◆ **WHAT TO DO**
Transcribe exactly the lines from the one containing "Please indicate the evergreen" through the end of the data, both included. Leave out pictures.

◇ ◇ ◇ ◇ ◇ ◇ ◇

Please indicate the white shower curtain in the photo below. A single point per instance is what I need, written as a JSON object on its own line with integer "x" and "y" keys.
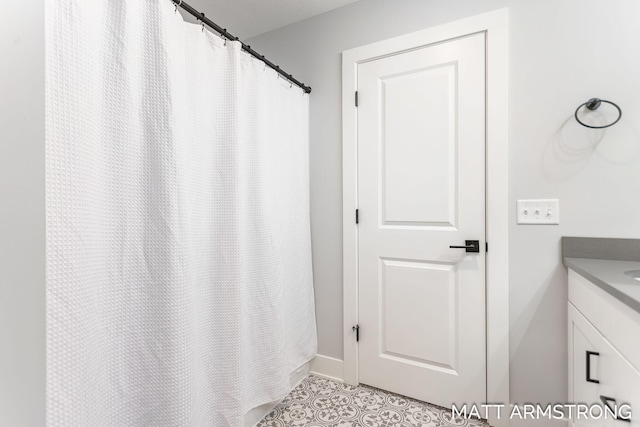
{"x": 179, "y": 282}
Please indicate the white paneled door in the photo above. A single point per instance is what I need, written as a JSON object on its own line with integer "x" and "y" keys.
{"x": 421, "y": 189}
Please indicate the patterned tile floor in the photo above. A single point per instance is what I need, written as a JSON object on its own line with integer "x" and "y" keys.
{"x": 318, "y": 402}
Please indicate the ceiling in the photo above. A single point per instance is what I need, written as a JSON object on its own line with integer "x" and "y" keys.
{"x": 249, "y": 18}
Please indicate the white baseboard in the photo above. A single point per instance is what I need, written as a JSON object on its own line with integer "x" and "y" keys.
{"x": 327, "y": 367}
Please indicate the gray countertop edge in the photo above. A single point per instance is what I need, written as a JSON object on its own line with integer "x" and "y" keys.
{"x": 620, "y": 296}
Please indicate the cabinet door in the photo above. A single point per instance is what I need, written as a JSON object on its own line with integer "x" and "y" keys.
{"x": 599, "y": 374}
{"x": 584, "y": 387}
{"x": 620, "y": 383}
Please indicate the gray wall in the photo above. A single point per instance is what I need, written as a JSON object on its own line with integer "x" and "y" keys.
{"x": 22, "y": 264}
{"x": 561, "y": 54}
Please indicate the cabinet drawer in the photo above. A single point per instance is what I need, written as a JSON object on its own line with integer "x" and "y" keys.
{"x": 599, "y": 373}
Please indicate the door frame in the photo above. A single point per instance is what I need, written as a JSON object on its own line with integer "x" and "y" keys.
{"x": 495, "y": 25}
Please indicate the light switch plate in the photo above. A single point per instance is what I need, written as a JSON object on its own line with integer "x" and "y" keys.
{"x": 540, "y": 211}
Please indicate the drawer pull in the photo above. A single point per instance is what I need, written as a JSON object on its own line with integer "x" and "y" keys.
{"x": 589, "y": 354}
{"x": 605, "y": 401}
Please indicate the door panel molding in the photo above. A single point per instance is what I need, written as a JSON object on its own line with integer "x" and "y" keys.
{"x": 494, "y": 24}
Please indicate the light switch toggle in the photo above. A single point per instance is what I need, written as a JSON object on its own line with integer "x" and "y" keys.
{"x": 538, "y": 211}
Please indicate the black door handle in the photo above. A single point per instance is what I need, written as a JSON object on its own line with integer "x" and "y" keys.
{"x": 469, "y": 245}
{"x": 589, "y": 354}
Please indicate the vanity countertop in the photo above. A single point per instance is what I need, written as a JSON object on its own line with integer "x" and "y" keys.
{"x": 610, "y": 276}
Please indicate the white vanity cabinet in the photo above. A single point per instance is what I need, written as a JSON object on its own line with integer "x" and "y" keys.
{"x": 604, "y": 353}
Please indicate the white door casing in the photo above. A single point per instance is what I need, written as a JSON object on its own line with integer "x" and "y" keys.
{"x": 494, "y": 26}
{"x": 421, "y": 187}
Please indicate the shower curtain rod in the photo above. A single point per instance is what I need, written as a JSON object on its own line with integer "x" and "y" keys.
{"x": 224, "y": 33}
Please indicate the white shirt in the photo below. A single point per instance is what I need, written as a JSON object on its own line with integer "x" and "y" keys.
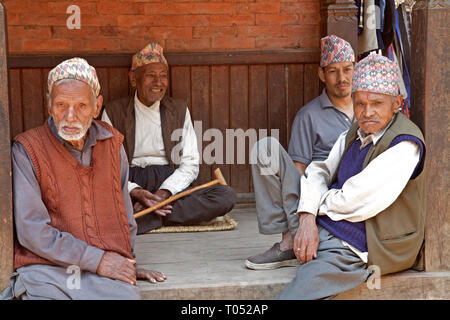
{"x": 365, "y": 194}
{"x": 149, "y": 147}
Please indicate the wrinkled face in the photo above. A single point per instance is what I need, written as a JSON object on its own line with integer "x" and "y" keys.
{"x": 374, "y": 111}
{"x": 73, "y": 106}
{"x": 337, "y": 78}
{"x": 151, "y": 82}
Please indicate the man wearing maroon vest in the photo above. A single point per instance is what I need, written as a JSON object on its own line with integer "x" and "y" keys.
{"x": 73, "y": 216}
{"x": 362, "y": 209}
{"x": 160, "y": 165}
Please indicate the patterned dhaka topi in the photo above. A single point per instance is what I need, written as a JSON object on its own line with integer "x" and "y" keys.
{"x": 152, "y": 53}
{"x": 376, "y": 74}
{"x": 77, "y": 69}
{"x": 334, "y": 49}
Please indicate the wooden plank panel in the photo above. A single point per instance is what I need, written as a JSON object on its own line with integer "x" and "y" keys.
{"x": 180, "y": 82}
{"x": 277, "y": 102}
{"x": 32, "y": 94}
{"x": 178, "y": 58}
{"x": 118, "y": 83}
{"x": 311, "y": 83}
{"x": 258, "y": 116}
{"x": 220, "y": 105}
{"x": 16, "y": 117}
{"x": 200, "y": 106}
{"x": 6, "y": 221}
{"x": 431, "y": 111}
{"x": 240, "y": 172}
{"x": 295, "y": 94}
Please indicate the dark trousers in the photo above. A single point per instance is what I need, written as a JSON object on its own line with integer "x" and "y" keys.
{"x": 199, "y": 206}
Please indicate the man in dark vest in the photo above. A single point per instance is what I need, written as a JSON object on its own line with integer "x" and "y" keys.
{"x": 73, "y": 215}
{"x": 362, "y": 209}
{"x": 160, "y": 165}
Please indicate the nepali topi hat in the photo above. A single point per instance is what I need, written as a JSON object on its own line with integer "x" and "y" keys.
{"x": 152, "y": 53}
{"x": 77, "y": 69}
{"x": 377, "y": 74}
{"x": 334, "y": 49}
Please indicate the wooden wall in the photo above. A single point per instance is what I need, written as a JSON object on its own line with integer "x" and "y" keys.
{"x": 260, "y": 90}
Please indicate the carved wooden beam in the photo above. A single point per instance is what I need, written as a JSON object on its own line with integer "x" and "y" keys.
{"x": 339, "y": 18}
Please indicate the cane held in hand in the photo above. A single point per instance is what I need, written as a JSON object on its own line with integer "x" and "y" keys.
{"x": 219, "y": 180}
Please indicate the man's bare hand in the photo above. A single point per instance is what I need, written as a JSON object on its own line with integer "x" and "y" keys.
{"x": 115, "y": 266}
{"x": 306, "y": 239}
{"x": 150, "y": 275}
{"x": 145, "y": 199}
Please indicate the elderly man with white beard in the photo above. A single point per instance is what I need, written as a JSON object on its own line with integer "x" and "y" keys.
{"x": 71, "y": 202}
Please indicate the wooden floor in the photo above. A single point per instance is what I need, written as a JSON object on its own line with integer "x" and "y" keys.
{"x": 210, "y": 265}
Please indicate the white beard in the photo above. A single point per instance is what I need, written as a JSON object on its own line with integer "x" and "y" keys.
{"x": 72, "y": 137}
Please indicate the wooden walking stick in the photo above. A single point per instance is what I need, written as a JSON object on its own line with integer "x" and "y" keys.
{"x": 219, "y": 180}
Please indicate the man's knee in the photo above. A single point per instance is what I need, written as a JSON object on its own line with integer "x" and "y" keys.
{"x": 263, "y": 148}
{"x": 266, "y": 155}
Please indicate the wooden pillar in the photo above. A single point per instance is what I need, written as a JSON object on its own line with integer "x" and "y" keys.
{"x": 6, "y": 222}
{"x": 430, "y": 109}
{"x": 338, "y": 17}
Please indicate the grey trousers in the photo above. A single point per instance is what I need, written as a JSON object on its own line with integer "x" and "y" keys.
{"x": 276, "y": 182}
{"x": 336, "y": 269}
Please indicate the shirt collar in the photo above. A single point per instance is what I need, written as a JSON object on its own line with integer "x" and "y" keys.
{"x": 373, "y": 137}
{"x": 95, "y": 132}
{"x": 324, "y": 100}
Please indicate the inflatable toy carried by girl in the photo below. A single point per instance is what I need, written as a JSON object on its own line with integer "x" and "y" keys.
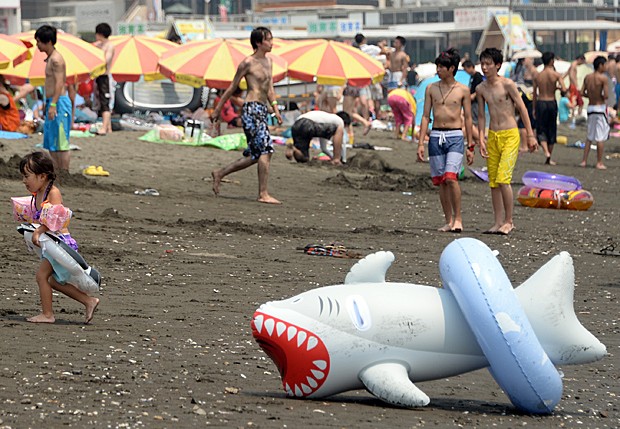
{"x": 548, "y": 190}
{"x": 61, "y": 267}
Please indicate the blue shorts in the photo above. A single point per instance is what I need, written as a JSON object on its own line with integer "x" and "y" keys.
{"x": 445, "y": 150}
{"x": 254, "y": 120}
{"x": 56, "y": 132}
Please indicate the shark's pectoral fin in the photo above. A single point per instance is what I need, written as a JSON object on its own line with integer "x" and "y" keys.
{"x": 371, "y": 269}
{"x": 390, "y": 382}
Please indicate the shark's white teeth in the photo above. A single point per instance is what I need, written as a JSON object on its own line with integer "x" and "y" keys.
{"x": 277, "y": 328}
{"x": 320, "y": 364}
{"x": 269, "y": 325}
{"x": 280, "y": 328}
{"x": 258, "y": 323}
{"x": 301, "y": 337}
{"x": 317, "y": 374}
{"x": 312, "y": 382}
{"x": 291, "y": 332}
{"x": 312, "y": 343}
{"x": 298, "y": 392}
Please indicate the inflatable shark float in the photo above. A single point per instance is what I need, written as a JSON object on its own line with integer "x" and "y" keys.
{"x": 383, "y": 336}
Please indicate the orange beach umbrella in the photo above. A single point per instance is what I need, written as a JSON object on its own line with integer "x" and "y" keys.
{"x": 211, "y": 62}
{"x": 330, "y": 63}
{"x": 82, "y": 59}
{"x": 12, "y": 51}
{"x": 136, "y": 56}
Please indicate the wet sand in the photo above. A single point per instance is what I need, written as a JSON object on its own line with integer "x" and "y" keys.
{"x": 170, "y": 344}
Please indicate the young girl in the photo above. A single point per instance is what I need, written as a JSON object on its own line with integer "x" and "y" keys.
{"x": 38, "y": 175}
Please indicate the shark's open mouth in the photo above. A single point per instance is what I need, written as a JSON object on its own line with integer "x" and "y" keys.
{"x": 301, "y": 356}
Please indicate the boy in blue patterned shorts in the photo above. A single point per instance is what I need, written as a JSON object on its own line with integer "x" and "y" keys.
{"x": 260, "y": 97}
{"x": 447, "y": 98}
{"x": 58, "y": 108}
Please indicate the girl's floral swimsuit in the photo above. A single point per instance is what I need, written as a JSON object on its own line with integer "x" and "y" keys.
{"x": 66, "y": 238}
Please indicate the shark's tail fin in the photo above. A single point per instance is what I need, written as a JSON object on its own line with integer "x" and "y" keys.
{"x": 547, "y": 298}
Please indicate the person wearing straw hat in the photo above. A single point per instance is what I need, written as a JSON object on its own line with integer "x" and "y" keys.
{"x": 58, "y": 106}
{"x": 104, "y": 83}
{"x": 257, "y": 70}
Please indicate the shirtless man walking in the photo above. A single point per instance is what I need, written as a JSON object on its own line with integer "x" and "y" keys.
{"x": 545, "y": 108}
{"x": 447, "y": 98}
{"x": 502, "y": 148}
{"x": 58, "y": 106}
{"x": 596, "y": 87}
{"x": 398, "y": 64}
{"x": 105, "y": 83}
{"x": 260, "y": 97}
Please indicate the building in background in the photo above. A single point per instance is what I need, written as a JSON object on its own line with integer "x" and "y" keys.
{"x": 10, "y": 16}
{"x": 567, "y": 27}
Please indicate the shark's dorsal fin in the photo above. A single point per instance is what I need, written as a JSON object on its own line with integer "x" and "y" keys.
{"x": 547, "y": 298}
{"x": 390, "y": 382}
{"x": 371, "y": 269}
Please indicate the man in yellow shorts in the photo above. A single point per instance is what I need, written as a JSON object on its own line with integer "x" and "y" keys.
{"x": 502, "y": 147}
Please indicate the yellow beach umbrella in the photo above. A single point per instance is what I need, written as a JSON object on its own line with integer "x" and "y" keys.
{"x": 211, "y": 63}
{"x": 330, "y": 63}
{"x": 82, "y": 59}
{"x": 12, "y": 51}
{"x": 136, "y": 56}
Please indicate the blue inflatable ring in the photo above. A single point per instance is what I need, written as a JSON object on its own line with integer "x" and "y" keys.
{"x": 470, "y": 270}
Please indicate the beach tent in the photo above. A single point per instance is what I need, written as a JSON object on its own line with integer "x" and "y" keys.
{"x": 506, "y": 31}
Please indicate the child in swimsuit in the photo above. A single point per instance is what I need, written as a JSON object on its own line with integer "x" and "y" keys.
{"x": 38, "y": 175}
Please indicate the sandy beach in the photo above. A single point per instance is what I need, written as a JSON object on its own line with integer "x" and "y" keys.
{"x": 170, "y": 345}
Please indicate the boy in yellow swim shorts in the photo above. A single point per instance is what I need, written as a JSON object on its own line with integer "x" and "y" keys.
{"x": 502, "y": 148}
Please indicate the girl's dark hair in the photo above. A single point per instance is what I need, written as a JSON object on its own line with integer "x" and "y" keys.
{"x": 448, "y": 59}
{"x": 258, "y": 35}
{"x": 104, "y": 29}
{"x": 38, "y": 163}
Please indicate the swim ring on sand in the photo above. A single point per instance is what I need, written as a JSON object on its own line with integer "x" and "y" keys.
{"x": 493, "y": 312}
{"x": 555, "y": 198}
{"x": 540, "y": 179}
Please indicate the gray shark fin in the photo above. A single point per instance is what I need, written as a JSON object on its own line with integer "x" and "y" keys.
{"x": 390, "y": 382}
{"x": 371, "y": 269}
{"x": 547, "y": 299}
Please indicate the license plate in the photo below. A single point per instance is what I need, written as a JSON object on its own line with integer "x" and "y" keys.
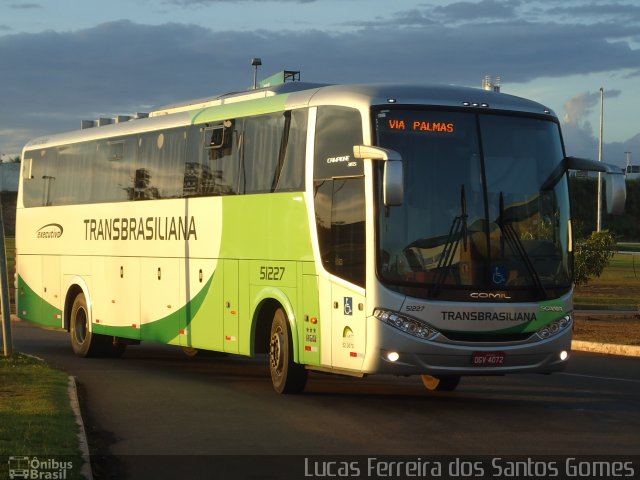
{"x": 487, "y": 359}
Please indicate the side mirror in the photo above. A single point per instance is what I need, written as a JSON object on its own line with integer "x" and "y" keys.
{"x": 614, "y": 180}
{"x": 392, "y": 181}
{"x": 616, "y": 193}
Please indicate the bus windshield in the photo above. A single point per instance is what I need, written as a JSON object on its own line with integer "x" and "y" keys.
{"x": 474, "y": 217}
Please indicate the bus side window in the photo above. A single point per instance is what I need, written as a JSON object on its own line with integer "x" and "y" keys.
{"x": 293, "y": 153}
{"x": 339, "y": 193}
{"x": 260, "y": 152}
{"x": 223, "y": 147}
{"x": 160, "y": 164}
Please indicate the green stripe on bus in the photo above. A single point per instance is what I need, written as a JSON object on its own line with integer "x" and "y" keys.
{"x": 241, "y": 109}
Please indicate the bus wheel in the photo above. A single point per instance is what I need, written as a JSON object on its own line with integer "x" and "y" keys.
{"x": 286, "y": 375}
{"x": 84, "y": 343}
{"x": 440, "y": 384}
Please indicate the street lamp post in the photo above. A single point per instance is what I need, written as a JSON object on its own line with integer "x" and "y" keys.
{"x": 599, "y": 215}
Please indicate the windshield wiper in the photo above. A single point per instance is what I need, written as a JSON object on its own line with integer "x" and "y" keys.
{"x": 457, "y": 232}
{"x": 513, "y": 239}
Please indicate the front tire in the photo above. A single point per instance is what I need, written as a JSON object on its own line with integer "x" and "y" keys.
{"x": 286, "y": 375}
{"x": 83, "y": 341}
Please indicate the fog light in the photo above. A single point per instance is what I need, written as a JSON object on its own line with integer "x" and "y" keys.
{"x": 393, "y": 356}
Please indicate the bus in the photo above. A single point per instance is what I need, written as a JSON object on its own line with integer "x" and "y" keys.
{"x": 351, "y": 229}
{"x": 632, "y": 172}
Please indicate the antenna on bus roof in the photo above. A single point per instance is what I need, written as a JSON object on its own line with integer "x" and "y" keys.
{"x": 255, "y": 63}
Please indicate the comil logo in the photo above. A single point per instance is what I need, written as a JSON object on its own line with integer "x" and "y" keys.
{"x": 50, "y": 230}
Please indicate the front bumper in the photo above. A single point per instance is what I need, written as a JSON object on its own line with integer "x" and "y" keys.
{"x": 441, "y": 356}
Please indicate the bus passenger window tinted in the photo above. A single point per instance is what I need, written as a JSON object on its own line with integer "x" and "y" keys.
{"x": 224, "y": 162}
{"x": 160, "y": 166}
{"x": 37, "y": 188}
{"x": 112, "y": 169}
{"x": 338, "y": 129}
{"x": 340, "y": 220}
{"x": 291, "y": 176}
{"x": 70, "y": 184}
{"x": 261, "y": 142}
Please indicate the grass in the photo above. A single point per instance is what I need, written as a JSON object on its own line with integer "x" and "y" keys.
{"x": 617, "y": 287}
{"x": 36, "y": 419}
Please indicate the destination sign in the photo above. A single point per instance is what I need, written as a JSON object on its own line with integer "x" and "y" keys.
{"x": 427, "y": 126}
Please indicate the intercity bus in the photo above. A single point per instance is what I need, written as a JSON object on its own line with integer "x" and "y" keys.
{"x": 353, "y": 229}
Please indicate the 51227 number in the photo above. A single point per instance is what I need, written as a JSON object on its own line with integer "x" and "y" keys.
{"x": 271, "y": 273}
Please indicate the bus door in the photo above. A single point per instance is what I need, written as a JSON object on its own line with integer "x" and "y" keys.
{"x": 160, "y": 299}
{"x": 230, "y": 305}
{"x": 349, "y": 328}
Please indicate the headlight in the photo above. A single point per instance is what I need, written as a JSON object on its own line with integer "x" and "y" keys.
{"x": 555, "y": 328}
{"x": 408, "y": 325}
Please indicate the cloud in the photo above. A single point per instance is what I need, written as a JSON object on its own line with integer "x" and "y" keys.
{"x": 51, "y": 79}
{"x": 579, "y": 106}
{"x": 581, "y": 138}
{"x": 186, "y": 3}
{"x": 25, "y": 6}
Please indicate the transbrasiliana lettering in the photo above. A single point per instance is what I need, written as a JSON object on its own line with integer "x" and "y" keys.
{"x": 142, "y": 228}
{"x": 489, "y": 316}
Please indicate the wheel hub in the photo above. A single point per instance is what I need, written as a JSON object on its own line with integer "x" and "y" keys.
{"x": 275, "y": 352}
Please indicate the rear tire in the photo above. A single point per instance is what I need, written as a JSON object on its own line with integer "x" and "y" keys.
{"x": 286, "y": 375}
{"x": 83, "y": 341}
{"x": 440, "y": 384}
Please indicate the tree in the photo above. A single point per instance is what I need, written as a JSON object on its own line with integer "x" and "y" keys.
{"x": 592, "y": 255}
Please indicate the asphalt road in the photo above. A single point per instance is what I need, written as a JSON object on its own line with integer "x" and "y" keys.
{"x": 156, "y": 402}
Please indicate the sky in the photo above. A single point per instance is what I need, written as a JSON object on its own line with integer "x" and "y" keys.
{"x": 65, "y": 61}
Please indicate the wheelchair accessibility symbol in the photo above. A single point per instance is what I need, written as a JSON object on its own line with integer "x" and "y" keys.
{"x": 499, "y": 275}
{"x": 348, "y": 305}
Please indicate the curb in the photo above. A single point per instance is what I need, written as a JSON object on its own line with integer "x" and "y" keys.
{"x": 607, "y": 348}
{"x": 83, "y": 445}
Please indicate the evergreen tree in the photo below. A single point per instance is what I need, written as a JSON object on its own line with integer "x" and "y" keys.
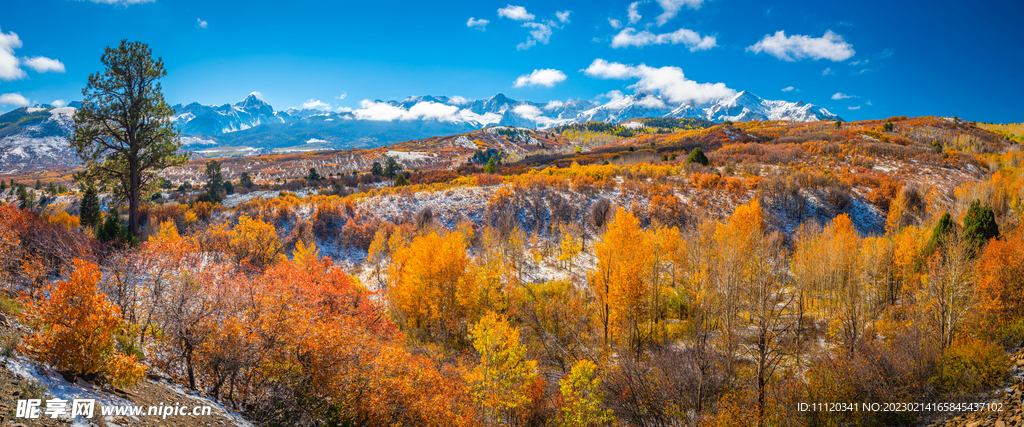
{"x": 114, "y": 231}
{"x": 26, "y": 199}
{"x": 491, "y": 167}
{"x": 390, "y": 167}
{"x": 245, "y": 180}
{"x": 123, "y": 130}
{"x": 89, "y": 215}
{"x": 214, "y": 179}
{"x": 979, "y": 224}
{"x": 697, "y": 157}
{"x": 214, "y": 182}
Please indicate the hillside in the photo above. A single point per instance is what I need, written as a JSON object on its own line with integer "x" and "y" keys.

◇ ◇ ◇ ◇ ◇ ◇ ◇

◆ **EXERCISE SOLUTION**
Please indicate the evergreen tree in the photo below. A single point per instance is what I need, written as a JSON object on its own line with integer "x" and "y" keys.
{"x": 114, "y": 231}
{"x": 26, "y": 199}
{"x": 491, "y": 167}
{"x": 390, "y": 167}
{"x": 245, "y": 180}
{"x": 123, "y": 130}
{"x": 89, "y": 215}
{"x": 214, "y": 179}
{"x": 979, "y": 224}
{"x": 697, "y": 157}
{"x": 214, "y": 182}
Please indicate the hillside in the photo above. A single point per instance is what I need, written as a JSON object on its own line with integer "x" and "y" keys.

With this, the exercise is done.